**Given data**
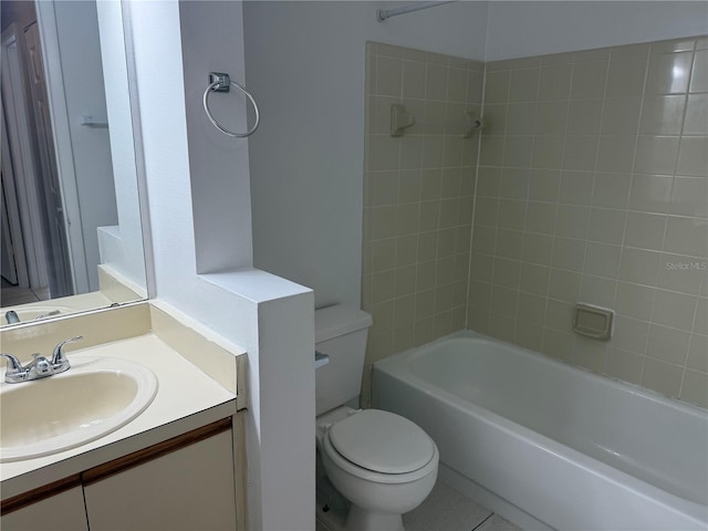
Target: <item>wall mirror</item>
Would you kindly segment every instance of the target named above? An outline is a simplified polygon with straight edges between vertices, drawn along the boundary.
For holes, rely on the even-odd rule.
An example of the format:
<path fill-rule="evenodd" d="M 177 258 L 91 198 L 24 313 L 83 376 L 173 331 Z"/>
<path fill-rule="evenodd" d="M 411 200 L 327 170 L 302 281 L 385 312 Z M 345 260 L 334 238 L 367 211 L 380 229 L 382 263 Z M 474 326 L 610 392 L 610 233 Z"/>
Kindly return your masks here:
<path fill-rule="evenodd" d="M 1 6 L 0 324 L 145 299 L 121 3 Z"/>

**Stated task**
Copy every line of the entries above word for word, leaving out the picture.

**Solution**
Target: <item>wall mirror</item>
Would you kindly segment every instance of the target named above? An outline is a simplified polygon with straight edges between vertices, drawn along the boundary.
For holes, rely on the even-odd rule.
An example of the format:
<path fill-rule="evenodd" d="M 177 258 L 91 198 L 24 313 L 83 376 L 173 331 Z"/>
<path fill-rule="evenodd" d="M 411 200 L 327 170 L 302 281 L 385 312 Z M 345 260 L 334 238 L 367 211 L 380 229 L 382 263 Z M 474 326 L 610 392 L 610 233 Z"/>
Kindly return your masks here:
<path fill-rule="evenodd" d="M 1 6 L 0 324 L 145 299 L 121 3 Z"/>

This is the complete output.